[What you have to do]
Please continue the mailing-list post about the KSS framework, starting right after its final sentence.

[Excerpted passage]
══════════════════════════════
[Kss-devel] KSS - awesome! But ... (my personal thoughts about the project)
Tomasz Bielecki
tekktura+gmane at gmail.com
Wed Jul 29 13:23:49 CEST 2009
I would like to share some general thoughts of mine about the KSS project.
I discovered KSS just few months ago while playing around Plone 3. My previous
experiences were mostly Zope 2 development and older Plone releases (i.e. <
3.0). At first I was unaware of this project and inline editing in Plone was
for me just a neat future that it has built-in and the competition doesn't
have. Later on I came to know that Plone incorporates external package called
"kss" - a full-blown framework to work with Javascript and Ajax without
actually programming in JS.
When I came deeper into the topic at some point I said to myself - Eureka !
This is a brilliant idea ! Awesome ! Finally someone found a way to describe
the "dynamicism" of a web page - and in such an elegant way - a Kinetic
Stylesheet! Just like CSS describes the static things on a page - great!
I don't even have to attach actions through code (like in jQuery after page
loads). You guys are genius !
But then came the disappointment ...
Sadly speaking - this framework is actually ... useless. To be more specific -
it is "unusable in production". It's just a toy. Why do I speak of KSS with
grains of salt, why I can't use it in production?
Because of two really simple, trivial things:
1) kss is heavy
2) kss is slow
The second problem does not exists in Plone since it only has few rules in
.kss files, so the parser can handle them. Big problem arises when I want to
implement a serious app and put A LOT of rules (imagine something like Gmail
with kss). It just takes too long time. Anything more then 1 second of
processing after the page is loaded makes the app unusable - which questions
the usage of Ajax in the first place (full page reloads could be faster).
The first problem is also a serious one (100k is too much). The CSS parsing
library of course will be always slow and big since it's Javascript anyway.
I'm happy that CSSQuery was replaced by a better, faster and smaller library.
══════════════════════════════
[Listed records]
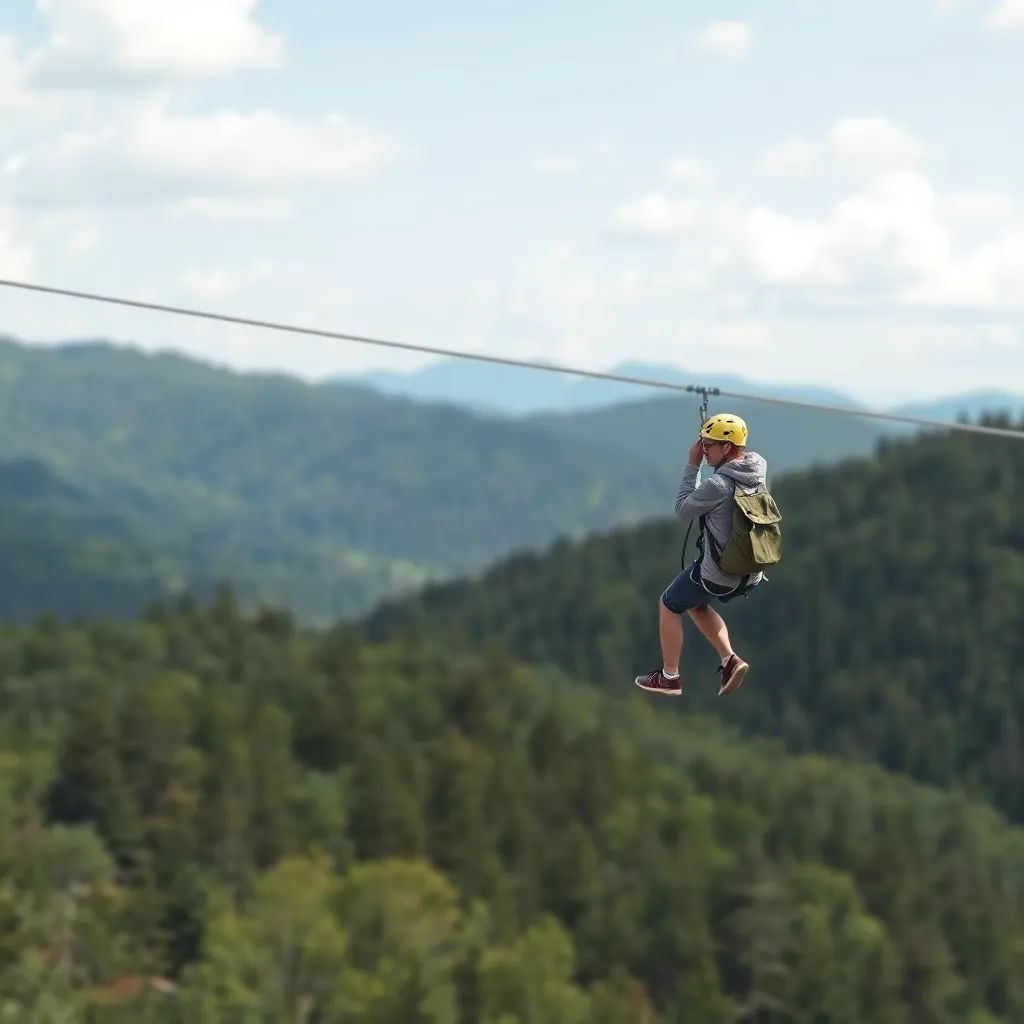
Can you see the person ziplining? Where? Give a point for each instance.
══════════════════════════════
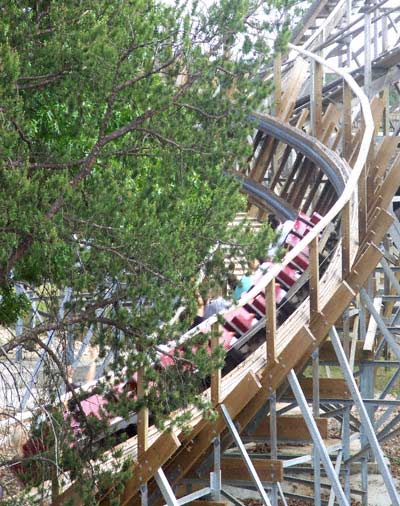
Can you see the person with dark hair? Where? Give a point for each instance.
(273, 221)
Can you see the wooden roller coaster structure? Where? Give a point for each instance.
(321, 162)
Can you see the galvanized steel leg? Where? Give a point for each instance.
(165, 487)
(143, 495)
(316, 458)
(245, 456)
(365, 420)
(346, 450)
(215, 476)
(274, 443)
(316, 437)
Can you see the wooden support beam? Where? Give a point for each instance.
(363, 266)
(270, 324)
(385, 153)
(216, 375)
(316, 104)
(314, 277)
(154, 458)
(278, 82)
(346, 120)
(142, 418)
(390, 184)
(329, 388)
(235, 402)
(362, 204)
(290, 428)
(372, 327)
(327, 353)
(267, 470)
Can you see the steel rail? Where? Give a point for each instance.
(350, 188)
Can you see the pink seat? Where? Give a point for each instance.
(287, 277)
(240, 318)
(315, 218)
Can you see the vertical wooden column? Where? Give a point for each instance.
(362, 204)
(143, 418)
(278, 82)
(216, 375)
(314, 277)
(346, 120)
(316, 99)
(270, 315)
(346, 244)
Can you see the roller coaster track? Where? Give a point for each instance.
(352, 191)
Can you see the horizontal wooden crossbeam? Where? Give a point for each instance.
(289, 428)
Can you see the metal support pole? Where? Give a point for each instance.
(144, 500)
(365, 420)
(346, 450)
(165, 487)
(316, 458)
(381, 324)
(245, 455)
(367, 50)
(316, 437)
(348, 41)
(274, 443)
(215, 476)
══════════════════════════════
[Answer for this exercise]
But still this is javascript parser!
The Plone team even had a proposal to remove kss completely from the project
and make it only optional (see PLIP http://dev.plone.org/plone/ticket/8809).
So what can be done to deal with these two major problems? I would really be
happy to be able to use KSS in production not just as a curiosity or toy!
I want KSS to be a serious thing !
My idea is not in the code, not in optimizing things, not in replacing
libraries - it is somewhere else. Try to look at the problem from a different
perspective!
Why not to harness the power of the browsers? They handle CSS since long and
they're doing it fast. They could handle KSS as well !
Isn't the KSS project mature enough to become a ..... standard ! Yes, a web
standard ! A standard that everybody uses - CSS/KSS - this pair plays nice
together. It's not up to me to decide about that but in my humble opinion KSS
should become a W3C standard alongside CSS. It should be posted as a proposal
to the World Wide Web Consortium. Kss files should have their own registered
mime type - Really I do think so !
Am I going too far ??? Hmmm. Maybe. Micro$oft can post some shitty proposals
to W3C (which are mostly rejected) and the community cannot post a great idea?
Hmmm. Maybe not.
If I'm looking too far ahead there is another solution, not as "grand design"
as the first one but should suffice. Different browsers have different
capabilities which are non standard. Even Ajax itself is only a "de facto"
standard (XMLHttpRequest is still a working draft at w3c) and has separate
implementations (Firefox/IE/...). The Canvas library (if I remember the name
correctly) can draw on the screen using javascript fast and it's also non
standard. Wikimapia project uses that if I am not wrong.
So there is a need for browsers to give you a library which parses CSS using
browser's engine. The easiest way would be to contact the teams of open-source
projects (like Firefox) and ask them if they can provide you with this
capability. Of course other projects which parse CSS selectors could benefit
(like jQuery), so forces can be joined. The problem is that KSS is not well
recognized in the web community. Why?! I ask you !!
This is such a brilliant project, KSS could be ported to any web framework! Be
it Java, PHP, whatever, it doesn't has to be Python based framework. But when
I ask Java folks if they did hear about the big, innovative web project named
"KSS" they make big eyes! They live in their Java world and KSS lives in the
Python world. These worlds are mostly separate. Why?
The problem with KSS is with marketing. This project doesn't have any
marketing!
Or maybe these marketing efforts are not enough. KSS doesn't have a worldwide
recognition it deserves! Plone is a nice example of successful marketing that
even overtakes the product itself. Plone has many glitches, is slow, huge
framework, sometimes hard to work with - but still many clients want it.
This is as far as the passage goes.